What does it sound like when you think? We all experience different types of private speech-like thoughts on a given day depending on what we’re thinking about. Many researchers have studied this phenomenon by prompting subjects to repeat a word or sentence to themselves (Hinke et al., 1993; Simons et al., 2010; Aleman et al., 2005), but other kinds of inner speech have been largely ignored. Alderson-Day et al. try to expand research on inner speech in their paper “The brain’s conversation with itself: neural substrates of dialogic inner speech.” The team investigates which parts of the brain are recruited to support both monologic (talking to oneself) and dialogic (imagining a conversation between two or more people) inner speech.

In addition to its inherent intrigue as a research topic, inner speech is also involved in self-awareness, past and future thinking, and emotional reflection (D’Argembeau et al., 2011; Morin et al., 2011). Some researchers and theorists, like Vygotsky (1987), believe that internalized verbal thought reflects external dialogues one experiences with others. On this theory, thought would often take the form of conversational inner speech. Naturally, this complex inner dialogue is importantly related to atypical cognition. For example, auditory verbal hallucinations (AVH) are thought to be instances of misattributed instances of inner speech in which the patient believes another being has produced the verbalization (Bentall, 1990; Fritch, 1992). Uncovering more about the social mechanisms underlying inner speech will be key in learning how it relates to AVH‌.

The authors of this paper explain that internal conversation is much more than just mimicking others’ voices. Dialogic inner speech likely would involve theory-of-mind (ToM) capacities as well as complex mental imagery of setting and spatial position. In other words, in order to imagine a conversation, you would likely need to take into account the different mental and visual perspectives involved. In order to separate these potential elements, the researchers chose three tasks; 1) a ToM task in which the subject is required to decipher different actors’ intentions, 2) a visual perspective switching task during which the subject is asked to imagine a scene for a particular point of view and then switch to a different view when prompted, and 3) the inner speech task which the subject is presented with a description of a scenario involving either dialogue or monologue and then asked to generate inner speech in the scenario. All of the subjects performed these tasks while in a functional magnetic resonance imaging (fMRI) machine, which allows researchers to observe blood flow during a given task.

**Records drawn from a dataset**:
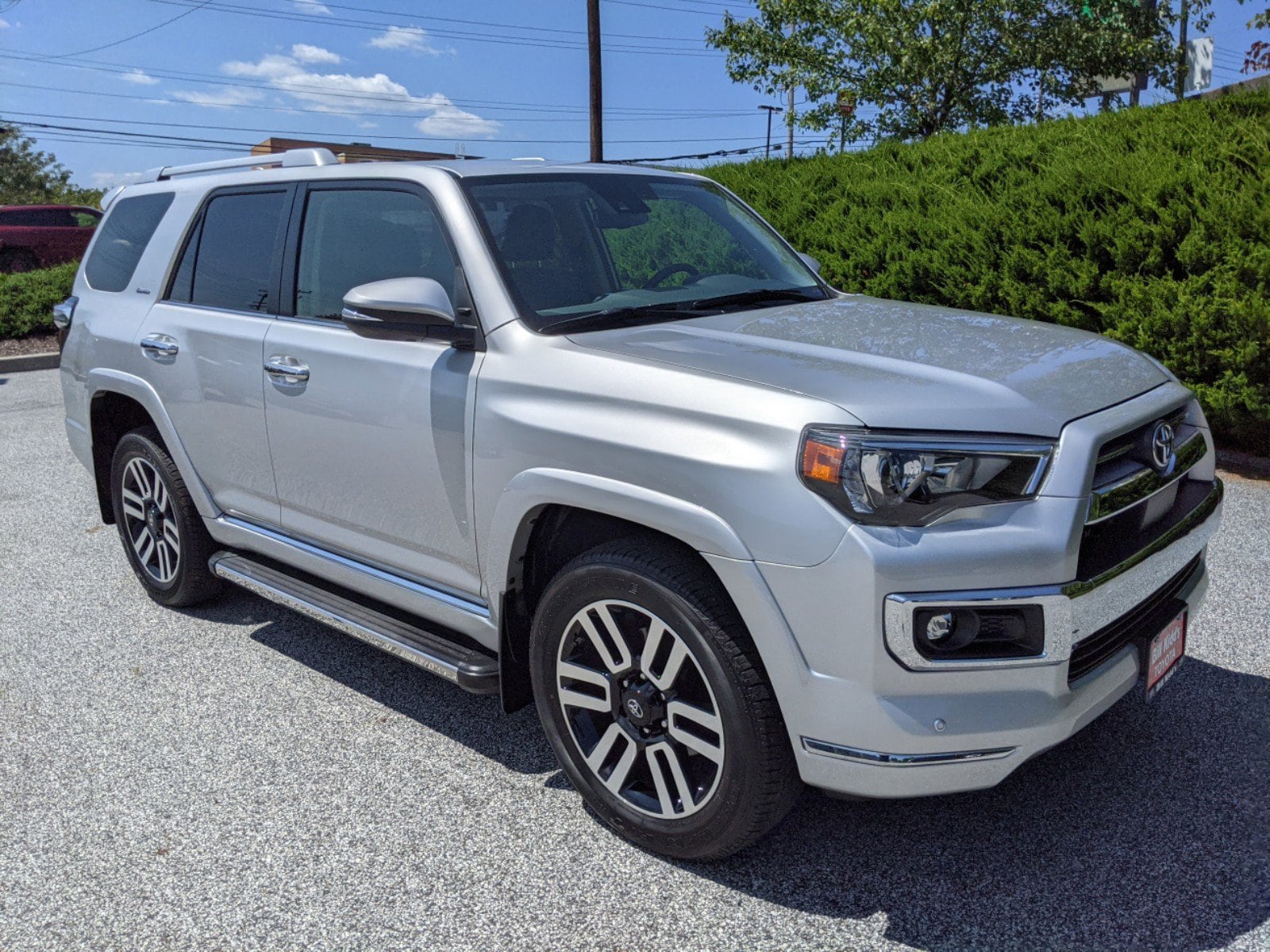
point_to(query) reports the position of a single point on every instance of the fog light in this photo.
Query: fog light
(979, 634)
(939, 628)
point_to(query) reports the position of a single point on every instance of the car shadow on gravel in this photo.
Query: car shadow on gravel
(1149, 829)
(475, 721)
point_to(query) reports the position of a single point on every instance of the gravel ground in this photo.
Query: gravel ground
(239, 777)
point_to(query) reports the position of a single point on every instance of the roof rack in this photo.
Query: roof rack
(290, 159)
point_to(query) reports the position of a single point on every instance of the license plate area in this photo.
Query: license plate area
(1162, 654)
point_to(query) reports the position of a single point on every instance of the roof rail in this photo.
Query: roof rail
(110, 197)
(290, 159)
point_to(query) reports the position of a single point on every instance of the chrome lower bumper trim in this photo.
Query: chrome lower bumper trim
(1072, 611)
(879, 759)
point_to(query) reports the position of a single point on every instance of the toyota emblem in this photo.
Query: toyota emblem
(1162, 447)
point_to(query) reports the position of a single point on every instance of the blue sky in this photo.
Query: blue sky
(503, 78)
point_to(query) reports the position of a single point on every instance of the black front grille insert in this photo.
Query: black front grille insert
(1106, 543)
(1146, 619)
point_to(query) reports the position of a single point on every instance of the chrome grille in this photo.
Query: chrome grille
(1124, 474)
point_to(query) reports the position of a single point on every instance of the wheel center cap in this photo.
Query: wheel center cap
(641, 704)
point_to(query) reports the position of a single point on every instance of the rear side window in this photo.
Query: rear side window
(230, 259)
(125, 235)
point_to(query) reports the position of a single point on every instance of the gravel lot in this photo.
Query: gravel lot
(239, 777)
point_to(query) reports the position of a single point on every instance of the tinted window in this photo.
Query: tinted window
(578, 244)
(235, 253)
(124, 236)
(359, 235)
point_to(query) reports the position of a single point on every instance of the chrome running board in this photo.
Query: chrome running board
(469, 668)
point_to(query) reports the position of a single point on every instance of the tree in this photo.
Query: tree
(1257, 57)
(31, 177)
(918, 67)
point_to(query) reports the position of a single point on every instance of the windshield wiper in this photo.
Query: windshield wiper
(756, 298)
(618, 317)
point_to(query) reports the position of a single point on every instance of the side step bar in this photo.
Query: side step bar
(467, 666)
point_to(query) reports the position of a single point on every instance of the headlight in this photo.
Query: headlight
(912, 479)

**Tasks to carry out**:
**1)** According to the inner speech text, why did the researchers use three separate tasks instead of only an inner speech task? Answer in one to three sentences.
**2)** In the inner speech text, what does the fMRI machine let researchers observe?
**3)** Continue the inner speech text from its last sentence.

**Results**:
**1)** Imagining a conversation likely involves more than mimicking voices. It draws on theory-of-mind capacities and on mental imagery of setting and spatial position. The researchers chose a theory-of-mind task, a visual perspective switching task and an inner speech task to separate these possible elements.

**2)** It lets them observe blood flow during a given task.

**3)**
Because of the complexity of dialogic inner speech, the researchers’ expectation was that dialogic inner speech would engage regions beyond those typically associated with language, otherwise known as the perisylvian language network. The perisylvian language network is in the left hemisphere, but many of the hypothesized areas of activation are in the right hemisphere, such as the the right IFG, right MTG, and right STG/STS. Their findings suggest that dialogic inner speech does indeed activate areas beyond the perisylvian language network, including the precuneous, posterior cingulate and right STG, more so than monologic inner speech. Activation of the right STG was more anterior than the left STG and slightly overlapped with areas thought to be involved in spatial processing which suggests that dialogic thought is not solely representing extra voice representations, but also seems to rely on extra spatial representations. Importantly, activation during ToM reasoning and that of dialogic speech overlapped significantly in the right posterior STG (Figure 1). This area has previously been linked to imagery of personal perspectives (Ruby and Decety, 2001)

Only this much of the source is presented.